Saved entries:
====

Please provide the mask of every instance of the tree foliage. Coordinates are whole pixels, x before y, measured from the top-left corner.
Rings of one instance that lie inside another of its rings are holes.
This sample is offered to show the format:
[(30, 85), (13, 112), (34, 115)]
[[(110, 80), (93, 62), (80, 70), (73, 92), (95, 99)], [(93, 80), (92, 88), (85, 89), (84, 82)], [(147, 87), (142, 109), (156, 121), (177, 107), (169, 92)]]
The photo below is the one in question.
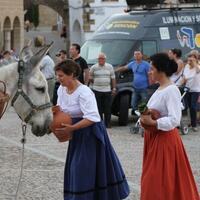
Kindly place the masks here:
[(25, 15), (25, 20), (29, 20), (33, 23), (34, 27), (38, 27), (39, 25), (39, 6), (38, 5), (32, 5)]

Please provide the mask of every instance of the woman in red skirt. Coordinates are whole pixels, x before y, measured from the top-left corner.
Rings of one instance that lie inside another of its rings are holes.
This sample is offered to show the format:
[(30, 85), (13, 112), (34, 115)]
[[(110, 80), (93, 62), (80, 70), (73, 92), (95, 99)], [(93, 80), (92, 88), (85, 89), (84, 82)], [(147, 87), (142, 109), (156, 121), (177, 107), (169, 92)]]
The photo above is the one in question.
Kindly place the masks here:
[[(149, 114), (141, 115), (145, 128), (141, 200), (200, 200), (177, 126), (181, 94), (169, 77), (177, 64), (165, 53), (151, 57), (151, 75), (160, 87), (150, 98)], [(153, 110), (159, 118), (153, 117)]]

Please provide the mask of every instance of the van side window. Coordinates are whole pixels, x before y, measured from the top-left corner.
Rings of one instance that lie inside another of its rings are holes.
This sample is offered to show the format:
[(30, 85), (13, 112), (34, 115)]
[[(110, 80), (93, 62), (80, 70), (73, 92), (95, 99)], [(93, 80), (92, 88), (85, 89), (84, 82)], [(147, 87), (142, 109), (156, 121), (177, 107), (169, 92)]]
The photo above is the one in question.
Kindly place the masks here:
[(156, 41), (142, 41), (142, 52), (145, 58), (155, 54), (157, 52)]

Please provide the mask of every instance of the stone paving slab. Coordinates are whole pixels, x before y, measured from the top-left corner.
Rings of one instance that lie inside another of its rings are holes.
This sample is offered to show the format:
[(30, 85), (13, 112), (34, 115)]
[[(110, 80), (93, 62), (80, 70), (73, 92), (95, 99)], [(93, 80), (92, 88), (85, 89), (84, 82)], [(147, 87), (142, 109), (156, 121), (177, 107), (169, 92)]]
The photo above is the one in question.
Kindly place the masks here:
[[(131, 188), (126, 200), (139, 200), (143, 138), (131, 134), (130, 126), (131, 123), (127, 127), (118, 127), (113, 117), (108, 133)], [(22, 156), (20, 139), (20, 120), (10, 109), (0, 123), (0, 200), (15, 199)], [(182, 139), (200, 190), (200, 133), (190, 133)], [(53, 135), (35, 137), (28, 128), (18, 200), (63, 199), (66, 151), (67, 143), (59, 143)]]

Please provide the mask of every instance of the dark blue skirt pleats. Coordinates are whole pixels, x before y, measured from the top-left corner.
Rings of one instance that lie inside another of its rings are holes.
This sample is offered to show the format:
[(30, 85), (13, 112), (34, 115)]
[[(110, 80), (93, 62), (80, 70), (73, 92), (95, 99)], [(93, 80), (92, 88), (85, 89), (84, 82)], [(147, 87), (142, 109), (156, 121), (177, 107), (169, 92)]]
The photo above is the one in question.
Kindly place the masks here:
[(74, 132), (64, 175), (64, 200), (120, 200), (129, 195), (121, 164), (102, 122)]

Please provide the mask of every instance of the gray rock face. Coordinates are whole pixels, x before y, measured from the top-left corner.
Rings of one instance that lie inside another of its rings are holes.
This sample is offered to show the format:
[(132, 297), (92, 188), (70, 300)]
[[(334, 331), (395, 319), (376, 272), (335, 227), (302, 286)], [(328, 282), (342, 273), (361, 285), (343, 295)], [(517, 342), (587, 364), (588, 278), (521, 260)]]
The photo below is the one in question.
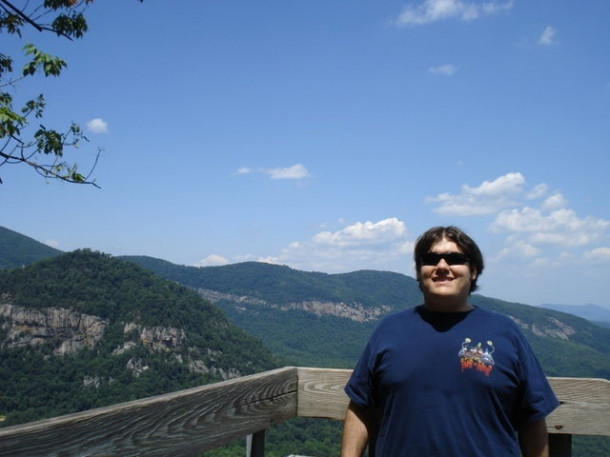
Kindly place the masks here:
[(92, 348), (104, 336), (108, 321), (65, 308), (24, 308), (0, 298), (0, 327), (7, 331), (3, 344), (26, 347), (52, 344), (57, 355)]

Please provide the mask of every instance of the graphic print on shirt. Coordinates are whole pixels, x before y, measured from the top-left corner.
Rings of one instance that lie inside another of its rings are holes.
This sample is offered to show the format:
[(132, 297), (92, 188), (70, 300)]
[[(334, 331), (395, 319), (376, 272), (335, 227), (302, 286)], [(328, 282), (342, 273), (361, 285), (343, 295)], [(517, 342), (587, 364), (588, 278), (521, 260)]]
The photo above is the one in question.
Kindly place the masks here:
[(495, 365), (492, 356), (494, 351), (494, 344), (491, 341), (487, 341), (483, 347), (482, 343), (473, 344), (470, 338), (465, 338), (462, 349), (458, 352), (462, 372), (476, 370), (489, 376)]

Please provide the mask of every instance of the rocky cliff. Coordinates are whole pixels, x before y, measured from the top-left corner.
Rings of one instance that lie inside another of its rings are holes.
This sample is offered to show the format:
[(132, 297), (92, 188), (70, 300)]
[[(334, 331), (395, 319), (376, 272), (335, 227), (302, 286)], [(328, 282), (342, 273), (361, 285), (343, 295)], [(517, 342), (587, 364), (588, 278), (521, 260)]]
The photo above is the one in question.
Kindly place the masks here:
[(6, 336), (0, 344), (8, 348), (50, 344), (57, 355), (70, 355), (93, 348), (104, 336), (107, 319), (65, 308), (25, 308), (0, 297), (0, 328)]
[(212, 303), (220, 301), (234, 303), (244, 310), (249, 305), (264, 306), (280, 311), (298, 310), (315, 314), (316, 316), (333, 316), (350, 319), (355, 322), (372, 322), (392, 310), (390, 306), (365, 307), (361, 303), (333, 302), (328, 300), (294, 301), (285, 305), (278, 305), (267, 300), (250, 297), (248, 295), (233, 295), (209, 289), (197, 289), (199, 295)]

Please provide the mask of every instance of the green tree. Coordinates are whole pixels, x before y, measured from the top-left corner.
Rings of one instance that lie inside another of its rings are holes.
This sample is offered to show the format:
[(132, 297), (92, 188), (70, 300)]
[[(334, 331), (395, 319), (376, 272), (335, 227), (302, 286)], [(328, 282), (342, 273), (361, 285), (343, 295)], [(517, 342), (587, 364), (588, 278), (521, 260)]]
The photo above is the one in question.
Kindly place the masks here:
[[(138, 0), (143, 2), (143, 0)], [(22, 31), (34, 28), (67, 40), (80, 39), (87, 32), (84, 12), (93, 0), (37, 0), (15, 4), (0, 0), (0, 34), (22, 38)], [(26, 43), (22, 49), (25, 64), (17, 69), (16, 58), (0, 51), (0, 167), (21, 164), (31, 167), (47, 179), (98, 187), (91, 175), (100, 150), (91, 168), (83, 173), (77, 163), (65, 160), (65, 152), (87, 142), (79, 125), (72, 123), (63, 130), (39, 123), (44, 116), (43, 94), (17, 102), (13, 98), (16, 85), (24, 78), (42, 75), (59, 76), (66, 62)], [(20, 106), (16, 106), (20, 105)], [(32, 125), (36, 121), (38, 125)], [(0, 179), (0, 183), (2, 180)]]

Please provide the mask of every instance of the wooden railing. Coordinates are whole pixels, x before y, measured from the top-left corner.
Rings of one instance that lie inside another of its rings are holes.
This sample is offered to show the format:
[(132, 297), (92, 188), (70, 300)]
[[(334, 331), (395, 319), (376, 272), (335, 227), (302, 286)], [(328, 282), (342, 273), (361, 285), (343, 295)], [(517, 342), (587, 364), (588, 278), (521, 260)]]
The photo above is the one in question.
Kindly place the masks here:
[[(293, 417), (343, 419), (350, 370), (286, 367), (217, 384), (0, 429), (0, 456), (197, 456)], [(551, 457), (572, 435), (610, 436), (610, 381), (550, 378), (561, 401), (548, 418)], [(320, 456), (325, 457), (325, 456)]]

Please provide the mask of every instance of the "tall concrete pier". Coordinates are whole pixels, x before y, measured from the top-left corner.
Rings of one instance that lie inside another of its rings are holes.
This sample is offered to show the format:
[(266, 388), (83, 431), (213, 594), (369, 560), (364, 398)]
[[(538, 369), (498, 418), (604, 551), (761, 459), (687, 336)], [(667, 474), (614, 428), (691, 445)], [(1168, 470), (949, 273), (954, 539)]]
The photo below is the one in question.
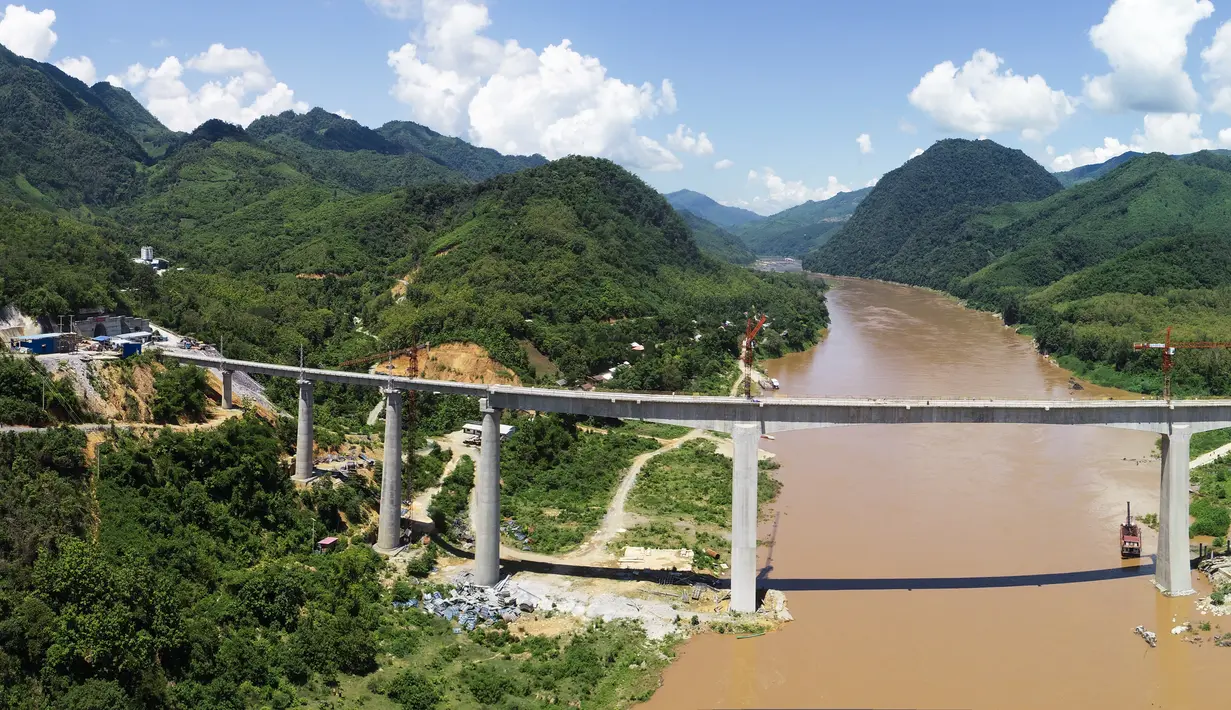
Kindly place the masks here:
[(231, 370), (222, 371), (222, 408), (235, 409), (235, 405), (231, 403), (231, 379), (235, 373)]
[(312, 380), (299, 380), (299, 436), (295, 440), (295, 480), (312, 479)]
[(1195, 594), (1188, 562), (1188, 444), (1187, 424), (1173, 424), (1163, 434), (1163, 475), (1158, 501), (1158, 552), (1154, 584), (1172, 597)]
[(761, 427), (734, 426), (731, 479), (731, 611), (756, 611), (757, 605), (757, 443)]
[(402, 391), (381, 391), (385, 394), (385, 463), (376, 549), (389, 552), (402, 545)]
[(491, 586), (500, 581), (500, 410), (479, 400), (483, 415), (482, 450), (475, 481), (474, 578)]

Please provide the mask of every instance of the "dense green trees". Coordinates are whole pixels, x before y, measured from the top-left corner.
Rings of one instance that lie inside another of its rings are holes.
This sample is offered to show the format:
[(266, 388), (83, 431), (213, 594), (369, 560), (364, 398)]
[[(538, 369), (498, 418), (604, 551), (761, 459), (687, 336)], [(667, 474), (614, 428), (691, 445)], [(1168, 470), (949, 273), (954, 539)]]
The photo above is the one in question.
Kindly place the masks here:
[(154, 376), (154, 421), (170, 424), (200, 421), (205, 416), (205, 370), (171, 363)]
[(688, 210), (679, 210), (679, 213), (684, 224), (692, 230), (692, 238), (701, 251), (732, 264), (751, 264), (756, 260), (756, 255), (739, 237)]

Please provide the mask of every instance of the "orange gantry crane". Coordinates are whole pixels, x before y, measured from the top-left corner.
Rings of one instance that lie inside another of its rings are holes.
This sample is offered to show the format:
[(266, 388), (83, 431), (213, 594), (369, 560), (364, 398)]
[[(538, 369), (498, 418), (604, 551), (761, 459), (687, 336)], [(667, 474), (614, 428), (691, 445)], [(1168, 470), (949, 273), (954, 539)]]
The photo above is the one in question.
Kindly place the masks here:
[(1167, 339), (1161, 343), (1133, 343), (1133, 350), (1162, 350), (1163, 351), (1163, 399), (1171, 399), (1171, 366), (1172, 358), (1175, 357), (1176, 350), (1215, 350), (1219, 348), (1231, 348), (1231, 343), (1218, 343), (1212, 341), (1181, 341), (1171, 342), (1171, 327), (1167, 327)]
[(748, 319), (748, 324), (744, 328), (744, 398), (752, 399), (752, 349), (756, 346), (757, 333), (761, 332), (761, 326), (765, 325), (765, 316), (762, 315), (756, 325), (752, 324), (752, 318)]

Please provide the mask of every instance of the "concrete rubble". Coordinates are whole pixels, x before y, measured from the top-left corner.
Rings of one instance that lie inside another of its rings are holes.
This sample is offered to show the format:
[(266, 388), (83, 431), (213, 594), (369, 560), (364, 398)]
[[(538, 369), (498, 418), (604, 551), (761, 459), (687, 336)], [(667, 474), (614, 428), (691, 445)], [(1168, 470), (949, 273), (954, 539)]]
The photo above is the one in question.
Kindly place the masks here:
[(770, 589), (765, 592), (765, 600), (761, 602), (761, 608), (757, 613), (764, 616), (772, 616), (779, 621), (795, 620), (795, 617), (791, 616), (791, 612), (786, 608), (786, 595), (777, 589)]
[(456, 622), (453, 633), (462, 629), (474, 631), (476, 626), (490, 626), (497, 621), (515, 621), (523, 613), (538, 608), (539, 598), (531, 592), (510, 584), (505, 577), (493, 587), (480, 587), (469, 581), (469, 573), (459, 578), (458, 584), (444, 596), (440, 592), (424, 594), (419, 599), (394, 602), (399, 609), (422, 609), (449, 621)]
[(1151, 648), (1158, 646), (1158, 636), (1153, 631), (1146, 631), (1146, 627), (1138, 626), (1133, 629), (1133, 633), (1145, 639), (1145, 642), (1150, 644)]
[(1197, 569), (1204, 572), (1215, 587), (1231, 584), (1231, 557), (1217, 556), (1202, 560)]

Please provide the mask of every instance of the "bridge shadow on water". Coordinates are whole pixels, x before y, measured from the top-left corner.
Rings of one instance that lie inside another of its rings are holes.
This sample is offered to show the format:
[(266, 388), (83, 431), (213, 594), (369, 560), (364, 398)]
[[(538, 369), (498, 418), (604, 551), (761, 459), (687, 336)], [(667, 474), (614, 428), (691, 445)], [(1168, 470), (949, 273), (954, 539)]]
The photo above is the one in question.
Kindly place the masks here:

====

◆ What is needed
Tally the lines in the records above that contain the word "concrete". Write the number and nothing else.

◆ Your solution
2